▶ _EXERCISE OBJECTIVE_:
Extend the news report below on aging and language processing, picking up after its last sentence.

November 4, 2002
Aging Doesn’t Affect Language Processing
CHICAGO— Functional magnetic resonance imaging (fMRI) studies of the brain show that despite the decrease in brain activity that naturally occurs in aging, particularly in the language areas of the left frontal lobe, some types of language processing may be performed more efficiently in older individuals.
Results of these experiments, performed by Darren R. Gitelman, MD, and colleagues at the Cognitive Neurology and Alzheimer’s Disease Center at Northwestern University, stand in contrast to performance and brain imaging findings in other areas of brain function, such as memory, attention, and response speed, where older persons show decreased performance and efficiency compared with younger populations.
The findings, which Dr. Gitelman and his co-investigators presented at today’s Society for Neuroscience meeting in Orlando, Florida, are consistent with theories that suggest that some brain functions may be preserved with age.

▶ _INFORMATION_:
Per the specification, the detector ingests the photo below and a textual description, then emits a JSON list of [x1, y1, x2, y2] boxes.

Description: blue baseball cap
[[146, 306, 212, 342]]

--

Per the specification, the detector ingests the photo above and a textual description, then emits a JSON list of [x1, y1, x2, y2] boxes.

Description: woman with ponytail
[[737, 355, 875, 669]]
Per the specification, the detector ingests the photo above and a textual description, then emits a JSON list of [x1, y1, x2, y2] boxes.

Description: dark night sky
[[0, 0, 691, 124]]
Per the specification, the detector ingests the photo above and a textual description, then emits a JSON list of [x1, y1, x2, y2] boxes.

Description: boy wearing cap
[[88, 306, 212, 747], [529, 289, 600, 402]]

▶ _WRITTEN REPLY_:
“These results show that despite equivalent performance, the brain is not a static organ and may accomplish the same task in different ways as a function of a person’s age,” said Dr. Gitelman, an associate professor of neurology at Northwestern University’s Feinberg School of Medicine.
The results also are important because instead of comparing brain activity and performance in older versus younger groups of adults, Dr. Gitelman and co-researchers used participants who ranged from 23 to 78 years old.
“We demonstrated that brain activity changes occur slowly with age and not as a sudden change occurring in latter decades,” Dr. Gitelman said.
In the study, 50 participants who were healthy, right-handed, and had no evidence of a decline in thinking abilities performed a pronunciation task that involved reading pairs of words and deciding whether the word pair was a homonym, e.g., “reign” and “rain.” They also performed a word meaning task that involved reading pairs of words and deciding whether each word pair was a synonym, e.g., “boat” and “ship.”
Brain activity during these tasks was compared with brain activity during a baseline task, which was measured while participants matched consonant letter strings, e.g., “zqqpf” and “zqqpf.” The comparison between each language task and the control task allowed the demonstration of brain regions more specifically devoted to language as opposed to low-level functions such as vision and generating a response, Dr. Gitelman explained.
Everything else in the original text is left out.